Reproduce the entries exactly.

- - -

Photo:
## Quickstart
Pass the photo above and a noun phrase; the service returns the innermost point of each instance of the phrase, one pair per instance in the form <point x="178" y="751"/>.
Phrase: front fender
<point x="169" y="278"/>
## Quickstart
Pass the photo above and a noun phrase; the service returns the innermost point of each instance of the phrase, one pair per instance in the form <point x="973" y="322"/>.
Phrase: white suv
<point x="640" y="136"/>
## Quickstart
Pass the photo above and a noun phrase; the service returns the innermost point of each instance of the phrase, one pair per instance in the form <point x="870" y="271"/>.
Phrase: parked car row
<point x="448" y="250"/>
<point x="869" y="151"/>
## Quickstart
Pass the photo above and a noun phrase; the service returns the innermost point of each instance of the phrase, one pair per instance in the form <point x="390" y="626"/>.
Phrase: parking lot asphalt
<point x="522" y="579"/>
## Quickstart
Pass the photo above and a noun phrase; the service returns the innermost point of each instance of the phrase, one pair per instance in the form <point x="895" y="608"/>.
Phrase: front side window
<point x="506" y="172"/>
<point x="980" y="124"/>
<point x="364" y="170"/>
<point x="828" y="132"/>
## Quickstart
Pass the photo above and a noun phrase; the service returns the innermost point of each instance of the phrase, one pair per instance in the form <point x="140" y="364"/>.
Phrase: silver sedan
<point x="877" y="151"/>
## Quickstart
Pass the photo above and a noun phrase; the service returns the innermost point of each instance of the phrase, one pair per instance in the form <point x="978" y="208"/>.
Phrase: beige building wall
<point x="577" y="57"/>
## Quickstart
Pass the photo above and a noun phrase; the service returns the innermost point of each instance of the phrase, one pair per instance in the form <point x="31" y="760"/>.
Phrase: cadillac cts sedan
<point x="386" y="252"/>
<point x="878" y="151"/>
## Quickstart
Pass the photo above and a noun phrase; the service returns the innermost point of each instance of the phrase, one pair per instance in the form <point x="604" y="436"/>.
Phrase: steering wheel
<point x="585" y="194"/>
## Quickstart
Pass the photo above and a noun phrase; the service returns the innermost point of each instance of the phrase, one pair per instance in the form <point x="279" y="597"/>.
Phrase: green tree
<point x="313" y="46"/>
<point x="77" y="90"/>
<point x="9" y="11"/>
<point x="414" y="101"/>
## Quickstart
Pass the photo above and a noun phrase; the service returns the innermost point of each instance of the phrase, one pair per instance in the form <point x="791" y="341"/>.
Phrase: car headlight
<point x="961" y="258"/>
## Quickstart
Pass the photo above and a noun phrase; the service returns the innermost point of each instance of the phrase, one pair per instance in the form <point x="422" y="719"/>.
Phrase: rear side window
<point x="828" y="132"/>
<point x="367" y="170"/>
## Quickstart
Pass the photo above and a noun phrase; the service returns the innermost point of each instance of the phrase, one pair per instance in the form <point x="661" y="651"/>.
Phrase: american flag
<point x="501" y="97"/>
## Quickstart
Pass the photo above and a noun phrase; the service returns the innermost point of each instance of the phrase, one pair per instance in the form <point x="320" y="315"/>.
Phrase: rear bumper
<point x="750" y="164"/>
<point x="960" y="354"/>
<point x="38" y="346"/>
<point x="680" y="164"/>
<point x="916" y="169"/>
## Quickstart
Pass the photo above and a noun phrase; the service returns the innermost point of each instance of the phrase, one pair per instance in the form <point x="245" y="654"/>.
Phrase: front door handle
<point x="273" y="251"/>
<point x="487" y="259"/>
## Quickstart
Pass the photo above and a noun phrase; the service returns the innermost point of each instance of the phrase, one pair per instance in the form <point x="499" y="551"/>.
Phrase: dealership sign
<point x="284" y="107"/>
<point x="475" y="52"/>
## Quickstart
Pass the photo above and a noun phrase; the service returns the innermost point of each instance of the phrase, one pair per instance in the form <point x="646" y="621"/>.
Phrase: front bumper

- - -

**ANSWER TO THE TASK**
Photo:
## Quickstart
Pass the photo above and a noun phrase; the service returns the innermost point of each instance of the phrase, one pair per instance in the form <point x="178" y="751"/>.
Phrase: front fender
<point x="169" y="278"/>
## Quickstart
Pass the photo above and a noun phrase; the service returns the innermost point of each instance of the phrase, one pair per instance in the form <point x="973" y="322"/>.
Phrase: white suv
<point x="640" y="136"/>
## Quickstart
Pass the photo above and a noun phrase; the service returns the innermost point of each instance of the phrase, one pair per instance in the form <point x="870" y="271"/>.
Phrase: parked car row
<point x="448" y="250"/>
<point x="869" y="151"/>
## Quickstart
Pass the photo above and a noun phrase; the service returns the innermost point of each instance of the phrase, one pair per instance in the form <point x="390" y="626"/>.
Phrase: parking lot asphalt
<point x="522" y="579"/>
## Quickstart
Pass the photo above and a noun phrase; the service returns the innermost point of each instance of the phrase, one pair per instance in the form <point x="895" y="608"/>.
Phrase: front side window
<point x="506" y="172"/>
<point x="980" y="124"/>
<point x="364" y="170"/>
<point x="828" y="132"/>
## Quickstart
Pass the photo above and a noun phrase; the service returns the innermost point of each instance of the phrase, one pair per instance in the form <point x="140" y="364"/>.
Phrase: silver sedan
<point x="877" y="151"/>
## Quickstart
Pass the photo above and a noun phrase; the service returns the innermost point of each instance of the phrase, one pair per instance in the form <point x="978" y="208"/>.
Phrase: beige building wall
<point x="577" y="57"/>
## Quickstart
Pass the photo above and a noun phrase; the service returns the innermost point of each instance of the phrase, one pair per instance in the form <point x="31" y="760"/>.
Phrase: cadillac cts sedan
<point x="386" y="252"/>
<point x="878" y="151"/>
## Quickstart
Pass the photo above and a noun phrase; the service returns the innermost point of each instance of the phrase, one pair per instance in the form <point x="604" y="436"/>.
Phrase: steering wheel
<point x="585" y="194"/>
## Quickstart
Pass the photo above and a noun phrase; the service returns the innermost point of each instance of the phrase, one pair per instance in the form <point x="279" y="597"/>.
Phrase: green tree
<point x="313" y="46"/>
<point x="77" y="90"/>
<point x="9" y="11"/>
<point x="414" y="101"/>
## Quickstart
Pass the photo above and a noun phrase; the service returns the innermost point of each instance of the phrase, one pair per instance in the form <point x="791" y="341"/>.
Phrase: car headlight
<point x="961" y="258"/>
## Quickstart
Pass the photo above and a noun phrase; the service returns the innermost point of each instance of the phrase, one pair per instance in the form <point x="422" y="719"/>.
Phrase: rear side window
<point x="828" y="132"/>
<point x="367" y="170"/>
## Quickstart
Pass the photo above and a noun phrase; the service returns the innermost point of each instance of the phrase, one pair per instance in the form <point x="661" y="651"/>.
Phrase: american flag
<point x="501" y="97"/>
## Quickstart
Pass the photo above and a noun phrase; the service returns the innermost point of each instance of the phrase, one pair per instance in the form <point x="320" y="315"/>.
Phrase: rear bumper
<point x="750" y="164"/>
<point x="960" y="354"/>
<point x="38" y="346"/>
<point x="680" y="164"/>
<point x="916" y="169"/>
## Quickstart
Pass the photo above and a noun phrase; the service returns the innermost point of each instance of the phrase, one pair per instance in the form <point x="245" y="654"/>.
Phrase: front door handle
<point x="273" y="251"/>
<point x="487" y="259"/>
## Quickstart
Pass the photo above and a noun phrase; the service returns the innermost point of each instance of the phrase, one pair per instance in the form <point x="499" y="551"/>.
Phrase: dealership sign
<point x="284" y="107"/>
<point x="475" y="52"/>
## Quickstart
Pass the photo above and a noun phrase; the service returns the innermost point of each instance of the phrase, one pair per instance in the form <point x="646" y="621"/>.
Phrase: front bumper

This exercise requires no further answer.